**What this task involves**
The answer should be an exact copy of the lines from the line with "Expected behaviour: for every instance of the white sneaker, put" through the last line of the entries, and no other lines.

**Material for this task**

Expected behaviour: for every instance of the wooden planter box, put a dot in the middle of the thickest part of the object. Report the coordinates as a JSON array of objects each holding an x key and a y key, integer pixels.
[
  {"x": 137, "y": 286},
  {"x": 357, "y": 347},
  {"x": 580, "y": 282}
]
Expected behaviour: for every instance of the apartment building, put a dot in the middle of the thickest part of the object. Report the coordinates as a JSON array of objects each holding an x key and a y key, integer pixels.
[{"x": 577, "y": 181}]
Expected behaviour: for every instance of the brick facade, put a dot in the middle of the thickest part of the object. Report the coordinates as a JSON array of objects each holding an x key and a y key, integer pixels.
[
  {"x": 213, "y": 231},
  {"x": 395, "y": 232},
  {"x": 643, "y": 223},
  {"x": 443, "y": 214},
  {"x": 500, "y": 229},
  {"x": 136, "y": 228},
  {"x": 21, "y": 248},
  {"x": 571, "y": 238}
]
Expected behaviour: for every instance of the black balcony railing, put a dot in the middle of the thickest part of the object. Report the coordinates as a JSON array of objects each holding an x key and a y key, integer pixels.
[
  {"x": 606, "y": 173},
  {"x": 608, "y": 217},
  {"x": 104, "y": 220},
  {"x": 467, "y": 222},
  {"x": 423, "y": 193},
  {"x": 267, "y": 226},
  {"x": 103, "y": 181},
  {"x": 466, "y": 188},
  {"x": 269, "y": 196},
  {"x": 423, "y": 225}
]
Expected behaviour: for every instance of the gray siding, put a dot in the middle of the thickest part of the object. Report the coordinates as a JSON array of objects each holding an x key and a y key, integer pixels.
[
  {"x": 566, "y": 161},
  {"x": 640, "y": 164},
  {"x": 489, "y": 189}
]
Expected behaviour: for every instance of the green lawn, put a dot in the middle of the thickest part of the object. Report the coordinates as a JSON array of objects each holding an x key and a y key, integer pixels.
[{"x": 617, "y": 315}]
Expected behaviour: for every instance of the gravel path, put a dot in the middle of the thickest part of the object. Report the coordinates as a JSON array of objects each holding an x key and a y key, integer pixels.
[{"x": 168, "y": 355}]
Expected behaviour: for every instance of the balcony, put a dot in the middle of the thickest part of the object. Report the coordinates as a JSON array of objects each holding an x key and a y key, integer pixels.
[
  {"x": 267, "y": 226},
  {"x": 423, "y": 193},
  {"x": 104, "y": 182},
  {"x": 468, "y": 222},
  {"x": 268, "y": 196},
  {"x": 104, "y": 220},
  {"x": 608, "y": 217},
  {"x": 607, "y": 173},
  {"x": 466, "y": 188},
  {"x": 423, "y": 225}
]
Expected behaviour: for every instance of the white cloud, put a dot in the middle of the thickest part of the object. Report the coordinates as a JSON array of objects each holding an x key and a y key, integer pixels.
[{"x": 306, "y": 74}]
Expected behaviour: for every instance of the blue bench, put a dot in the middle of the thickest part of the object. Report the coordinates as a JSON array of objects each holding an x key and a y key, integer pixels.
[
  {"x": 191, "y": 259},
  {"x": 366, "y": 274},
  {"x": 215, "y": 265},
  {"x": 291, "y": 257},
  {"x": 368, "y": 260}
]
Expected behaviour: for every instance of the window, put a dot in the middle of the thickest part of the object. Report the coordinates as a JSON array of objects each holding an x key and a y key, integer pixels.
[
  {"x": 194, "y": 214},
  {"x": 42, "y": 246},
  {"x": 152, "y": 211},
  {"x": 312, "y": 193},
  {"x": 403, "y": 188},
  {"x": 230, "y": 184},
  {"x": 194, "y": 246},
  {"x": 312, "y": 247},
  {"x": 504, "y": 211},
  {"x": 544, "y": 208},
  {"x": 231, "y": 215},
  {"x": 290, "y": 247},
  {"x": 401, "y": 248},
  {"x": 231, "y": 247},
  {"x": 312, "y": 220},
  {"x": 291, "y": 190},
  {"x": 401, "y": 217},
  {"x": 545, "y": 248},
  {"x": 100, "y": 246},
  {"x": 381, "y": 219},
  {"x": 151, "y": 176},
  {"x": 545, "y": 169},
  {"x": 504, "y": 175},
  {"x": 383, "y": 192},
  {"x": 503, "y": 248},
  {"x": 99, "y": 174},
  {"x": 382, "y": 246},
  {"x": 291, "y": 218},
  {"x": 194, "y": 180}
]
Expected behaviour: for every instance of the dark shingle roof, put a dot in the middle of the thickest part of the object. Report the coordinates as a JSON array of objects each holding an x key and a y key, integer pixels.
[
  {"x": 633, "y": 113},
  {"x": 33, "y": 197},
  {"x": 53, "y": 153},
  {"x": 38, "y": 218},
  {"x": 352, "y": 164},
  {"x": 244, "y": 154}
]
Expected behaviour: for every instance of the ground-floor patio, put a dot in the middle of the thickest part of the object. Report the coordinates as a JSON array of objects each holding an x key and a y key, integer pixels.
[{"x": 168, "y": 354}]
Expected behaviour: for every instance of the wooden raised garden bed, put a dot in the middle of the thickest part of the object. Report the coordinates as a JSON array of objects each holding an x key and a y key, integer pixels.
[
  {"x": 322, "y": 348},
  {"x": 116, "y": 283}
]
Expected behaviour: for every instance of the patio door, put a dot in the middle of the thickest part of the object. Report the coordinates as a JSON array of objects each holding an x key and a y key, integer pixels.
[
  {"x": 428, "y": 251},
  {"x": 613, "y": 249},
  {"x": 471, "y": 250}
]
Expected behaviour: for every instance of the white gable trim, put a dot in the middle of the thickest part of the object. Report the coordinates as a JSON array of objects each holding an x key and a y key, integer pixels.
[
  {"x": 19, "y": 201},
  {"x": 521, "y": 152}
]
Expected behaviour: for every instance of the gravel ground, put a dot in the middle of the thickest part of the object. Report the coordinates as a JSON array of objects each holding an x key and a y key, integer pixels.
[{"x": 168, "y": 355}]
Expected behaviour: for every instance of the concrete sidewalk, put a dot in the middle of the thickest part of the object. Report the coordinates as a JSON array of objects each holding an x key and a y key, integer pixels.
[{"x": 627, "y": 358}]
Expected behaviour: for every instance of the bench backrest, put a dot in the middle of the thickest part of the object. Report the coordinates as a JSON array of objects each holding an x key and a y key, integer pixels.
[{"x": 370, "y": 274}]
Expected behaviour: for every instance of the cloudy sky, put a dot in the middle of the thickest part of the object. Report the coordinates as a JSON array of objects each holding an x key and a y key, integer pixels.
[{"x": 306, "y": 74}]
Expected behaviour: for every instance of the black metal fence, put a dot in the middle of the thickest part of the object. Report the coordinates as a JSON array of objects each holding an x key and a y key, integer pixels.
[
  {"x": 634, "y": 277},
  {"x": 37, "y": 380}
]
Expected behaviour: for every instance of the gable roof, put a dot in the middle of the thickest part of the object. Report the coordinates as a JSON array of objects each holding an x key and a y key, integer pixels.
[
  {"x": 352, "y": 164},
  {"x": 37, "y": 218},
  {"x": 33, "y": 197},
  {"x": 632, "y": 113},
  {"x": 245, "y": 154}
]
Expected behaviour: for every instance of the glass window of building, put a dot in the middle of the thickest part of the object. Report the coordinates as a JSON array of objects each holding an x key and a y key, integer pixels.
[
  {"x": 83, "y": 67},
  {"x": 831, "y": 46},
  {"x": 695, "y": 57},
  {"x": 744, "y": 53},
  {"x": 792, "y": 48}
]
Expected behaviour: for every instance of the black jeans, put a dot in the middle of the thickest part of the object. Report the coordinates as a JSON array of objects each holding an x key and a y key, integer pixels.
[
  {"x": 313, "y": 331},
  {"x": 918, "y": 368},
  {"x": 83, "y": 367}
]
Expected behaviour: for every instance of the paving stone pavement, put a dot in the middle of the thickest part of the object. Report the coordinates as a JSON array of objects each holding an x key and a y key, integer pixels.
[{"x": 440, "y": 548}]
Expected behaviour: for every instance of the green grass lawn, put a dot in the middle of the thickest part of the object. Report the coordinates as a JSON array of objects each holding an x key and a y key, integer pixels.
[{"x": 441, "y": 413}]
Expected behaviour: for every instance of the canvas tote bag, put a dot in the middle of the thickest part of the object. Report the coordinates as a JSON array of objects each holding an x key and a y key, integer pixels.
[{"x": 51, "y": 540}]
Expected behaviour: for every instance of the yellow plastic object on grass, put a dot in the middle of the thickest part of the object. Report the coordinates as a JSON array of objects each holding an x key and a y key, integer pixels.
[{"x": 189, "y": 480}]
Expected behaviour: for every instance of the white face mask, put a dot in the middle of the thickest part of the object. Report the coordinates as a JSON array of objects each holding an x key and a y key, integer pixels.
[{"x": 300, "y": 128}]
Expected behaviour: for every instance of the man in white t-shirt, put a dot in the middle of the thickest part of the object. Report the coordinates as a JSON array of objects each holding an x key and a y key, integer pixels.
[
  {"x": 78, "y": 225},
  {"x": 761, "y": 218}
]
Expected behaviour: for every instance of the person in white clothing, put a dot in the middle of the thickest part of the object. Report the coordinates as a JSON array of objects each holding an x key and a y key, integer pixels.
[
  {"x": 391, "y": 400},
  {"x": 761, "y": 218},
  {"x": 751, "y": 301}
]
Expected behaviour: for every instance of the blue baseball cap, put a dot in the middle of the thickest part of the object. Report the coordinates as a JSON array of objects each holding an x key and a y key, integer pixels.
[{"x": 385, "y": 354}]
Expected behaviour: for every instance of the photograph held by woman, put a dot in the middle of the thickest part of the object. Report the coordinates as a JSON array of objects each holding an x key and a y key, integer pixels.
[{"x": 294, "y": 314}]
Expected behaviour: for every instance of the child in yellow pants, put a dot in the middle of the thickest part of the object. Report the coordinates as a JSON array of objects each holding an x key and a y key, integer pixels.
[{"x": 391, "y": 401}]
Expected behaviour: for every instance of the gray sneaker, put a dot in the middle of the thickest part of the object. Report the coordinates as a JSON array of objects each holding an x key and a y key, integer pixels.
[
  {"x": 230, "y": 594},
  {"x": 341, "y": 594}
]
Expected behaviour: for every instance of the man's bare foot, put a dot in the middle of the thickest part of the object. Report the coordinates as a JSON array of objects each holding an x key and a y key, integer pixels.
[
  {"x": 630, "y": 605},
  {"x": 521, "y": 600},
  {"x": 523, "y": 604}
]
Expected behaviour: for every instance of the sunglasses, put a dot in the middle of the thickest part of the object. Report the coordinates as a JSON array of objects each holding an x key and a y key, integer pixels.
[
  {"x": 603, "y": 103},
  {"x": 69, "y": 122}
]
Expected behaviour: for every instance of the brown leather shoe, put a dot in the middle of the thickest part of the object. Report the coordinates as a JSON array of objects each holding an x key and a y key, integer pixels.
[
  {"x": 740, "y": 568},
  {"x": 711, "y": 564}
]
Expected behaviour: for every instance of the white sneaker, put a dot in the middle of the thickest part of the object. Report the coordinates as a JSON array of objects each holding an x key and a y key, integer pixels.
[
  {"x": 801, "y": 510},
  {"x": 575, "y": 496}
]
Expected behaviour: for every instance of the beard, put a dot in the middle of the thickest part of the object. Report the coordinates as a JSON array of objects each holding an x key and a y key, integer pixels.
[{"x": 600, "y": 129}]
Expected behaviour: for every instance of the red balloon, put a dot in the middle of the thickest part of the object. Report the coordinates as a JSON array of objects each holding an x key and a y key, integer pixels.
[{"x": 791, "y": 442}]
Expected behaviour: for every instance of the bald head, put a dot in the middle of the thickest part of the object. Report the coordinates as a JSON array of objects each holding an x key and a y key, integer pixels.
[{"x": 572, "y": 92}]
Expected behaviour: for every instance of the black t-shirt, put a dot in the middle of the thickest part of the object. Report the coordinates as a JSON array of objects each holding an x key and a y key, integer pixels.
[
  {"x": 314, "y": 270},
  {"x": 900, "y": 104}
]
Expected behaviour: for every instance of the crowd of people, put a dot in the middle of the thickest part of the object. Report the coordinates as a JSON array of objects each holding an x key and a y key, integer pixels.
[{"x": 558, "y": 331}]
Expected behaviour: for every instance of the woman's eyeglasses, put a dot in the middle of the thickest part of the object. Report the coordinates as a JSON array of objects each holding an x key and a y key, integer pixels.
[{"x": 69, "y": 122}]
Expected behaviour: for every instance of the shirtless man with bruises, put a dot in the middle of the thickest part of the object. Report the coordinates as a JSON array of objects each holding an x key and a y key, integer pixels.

**Output of the task**
Expected behaviour: for every instance of the white sneaker, put a dot in the middle of the thickest part of the object. Report the coordinates as a JSON array of objects each holding an x key and a y key, integer pixels.
[
  {"x": 801, "y": 510},
  {"x": 575, "y": 496}
]
Expected behaviour: for every instance of the beard, put a dot in the middle of the thickest part of the object. Report the coordinates as a JSON array of objects each holding an x key and a y key, integer pixels.
[{"x": 600, "y": 129}]
Expected behaviour: for every instance of the red balloon, put a dot in the middle of the thickest part of the object. Report the coordinates as a JSON array of objects each holding an x key and a y key, integer pixels.
[{"x": 791, "y": 442}]
Expected behaviour: for every instance of the bald head, put a dot in the middle of the thickest part of the object. Report the coordinates as a JSON array of objects each holding an x key and a y key, integer pixels.
[{"x": 572, "y": 92}]
Expected behaviour: for every instance of the black t-shirt, put a dot in the middle of the thickest part of the object. Report the coordinates as a JSON array of objects each holding an x key and a y key, integer pixels.
[
  {"x": 314, "y": 270},
  {"x": 900, "y": 104}
]
Expected behaviour: for every instance of the crowd of people, put a dot in the middle of the thickest part of the object. Report the coordinates as a JSON array of objects each holding an x key and a y key, integer pixels.
[{"x": 558, "y": 331}]
Expected behaviour: for every instance of the woman's eyeglasses, put a dot in the middle of the thickest part of the object. Report the coordinates as a JSON array of objects each holding an x key and a y key, integer pixels.
[{"x": 69, "y": 122}]
Expected behaviour: for every instance of the shirtless man with bruises, put a dot in the middle of the thickest part of the object. Report the coordinates as a JSON array of objects each holding an x key and a y key, integer pixels.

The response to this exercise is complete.